■ 本文抜粋:

赤坂宿の京方(西)の入口の兜塚をすぎるとこの地で産出する石灰を運ぶ貨物線の廃線を横断。
線路脇には今も朽ちた踏切番小屋が残している。
その先は大垣市昼飯町。 街道の両側には石灰関連の工場が連なって
いる。 赤坂宿の北方にある金生山(きんしょうざん)は赤坂山とも呼ばれ、
大理石を産する山であるが、採掘を続けた結果、山容が変貌し、真ん中がぽこっと
凹んだような形になってしまっている。
河合石灰工業を過ぎたところで左に入った突き当たりにニッ塚古墳があり、
その先を右折する大きな昼飯大塚古墳がある。
長さ百五十メートルの前方後円墳で岐阜県最大の古墳で国の史跡に指定され
ている。 昼飯から青墓、垂井にかけては古墳が多く残っているが、古代この地に
豪族が多くいたことの証拠である。
先に進むと右側に昼飯善光寺とも呼ばれる浄土宗花岡山阿弥陀院如来寺がある。
* 「 本尊は長野善光寺の三尊仏の尊影を模刻したものである
ところから「善光寺式阿弥陀三尊仏」と呼ばれるもの。
善光寺の分身仏としては日本最初なので、特に「一体分身の如来」といわれる。
鎌倉時代の作と伝えられ、中央の阿弥陀如来が四十九・五センチ、
脇侍の観音菩薩、勢至菩薩は三十三・五センチである。
本田(多)善光(よしみつ)は難波の堀江の海から三尊仏を拾い上げると、
これを背負い故郷の信州に向いました。 その際、善光寺如来を信濃の善光寺へ
運ぶ一行が青墓と赤坂の中程にある花岡山で昼飯(ひるいい)をとったことが
地名の由来である。 最初は「ひるめし」といっていたが、周りから下品だと馬鹿
にされたので、「ひるいい」に替えたが、いいずらいので、「ひるい」になった
という。 」
昼飯町交叉点を越え、東海道本線垂井線のガード(昼飯架道橋)をくぐると
青墓(あおはか)の集落に入る。

■ 取り組む課題:
A. 昼飯町についての文章の内容を二文でまとめなさい。
B. 昼飯町についての文章のうち、「長さ百五十メートルの前方後円墳で岐阜県最大の古墳で国の史跡に指定され」から「善光寺の分身仏としては日本最初なので、特に「一体分身の如来」といわれる。」までの部分(両端を含む)を、「豪族」を「有力者」に置き換えて書き直しなさい。

■ 検討するデータ:
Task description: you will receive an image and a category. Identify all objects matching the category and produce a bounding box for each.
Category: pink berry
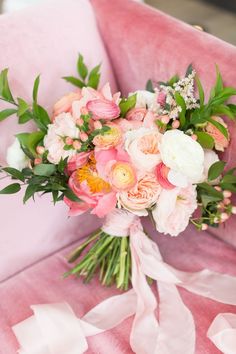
[161,115,170,124]
[171,119,180,129]
[34,158,42,165]
[223,198,231,205]
[65,136,73,145]
[223,191,232,198]
[80,107,89,116]
[76,118,84,127]
[79,132,88,142]
[36,146,45,155]
[215,186,222,192]
[73,140,81,150]
[220,213,229,222]
[94,120,102,129]
[202,224,208,231]
[231,206,236,215]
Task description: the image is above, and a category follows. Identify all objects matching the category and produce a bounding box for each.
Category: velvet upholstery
[0,223,236,354]
[0,0,116,280]
[91,0,236,246]
[0,0,236,354]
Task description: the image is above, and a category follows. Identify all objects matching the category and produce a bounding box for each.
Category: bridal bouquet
[0,55,236,289]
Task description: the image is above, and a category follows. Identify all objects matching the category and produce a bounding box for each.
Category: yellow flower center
[76,155,111,193]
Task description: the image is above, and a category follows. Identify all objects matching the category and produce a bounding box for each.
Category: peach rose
[206,116,229,151]
[152,184,197,236]
[125,127,162,172]
[118,173,161,216]
[93,123,122,149]
[126,108,147,122]
[108,161,137,191]
[53,90,81,120]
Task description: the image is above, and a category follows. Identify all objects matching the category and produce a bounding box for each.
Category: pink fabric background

■ 課題の解答:
A. 赤坂宿の西の入口を過ぎた先の大垣市昼飯町には石灰関連の工場が連なり、岐阜県最大の古墳で国の史跡に指定されている昼飯大塚古墳などの古墳が残っている。さらに進むと昼飯善光寺とも呼ばれる如来寺があり、善光寺如来を運ぶ一行がこの地で昼飯をとったことが地名の由来とされる。

B.
長さ百五十メートルの前方後円墳で岐阜県最大の古墳で国の史跡に指定され
ている。 昼飯から青墓、垂井にかけては古墳が多く残っているが、古代この地に
有力者が多くいたことの証拠である。
先に進むと右側に昼飯善光寺とも呼ばれる浄土宗花岡山阿弥陀院如来寺がある。
* 「 本尊は長野善光寺の三尊仏の尊影を模刻したものである
ところから「善光寺式阿弥陀三尊仏」と呼ばれるもの。
善光寺の分身仏としては日本最初なので、特に「一体分身の如来」といわれる。